=== WHAT IS EXPECTED ===
Replace every "pointer" in the lines below with "marker". Write the lines out again with nothing else changed, and leave out the pictures.

=== ITEMS ===

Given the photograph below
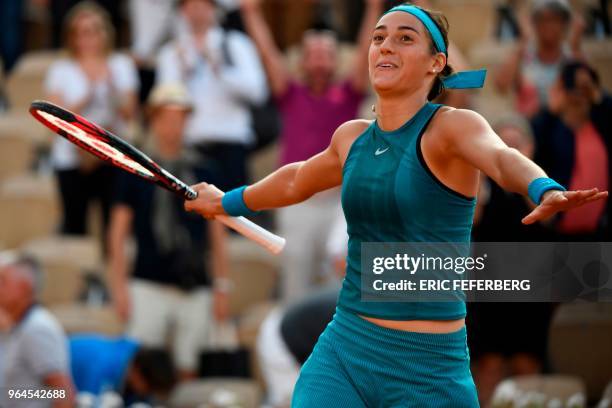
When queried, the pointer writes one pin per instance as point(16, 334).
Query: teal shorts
point(356, 364)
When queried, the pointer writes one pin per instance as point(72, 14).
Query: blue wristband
point(539, 186)
point(233, 203)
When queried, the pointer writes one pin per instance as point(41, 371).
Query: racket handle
point(249, 229)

=== WORKED SOLUTION ===
Given the photograph below
When queried, the marker writes one pin per instance as point(16, 334).
Query: teal shorts
point(356, 364)
When queried, the marker writes one pin per instance as point(72, 14).
Query: blue wristband
point(539, 186)
point(233, 203)
When queried, the marker writes one pin per instance as point(41, 371).
Query: racket handle
point(249, 229)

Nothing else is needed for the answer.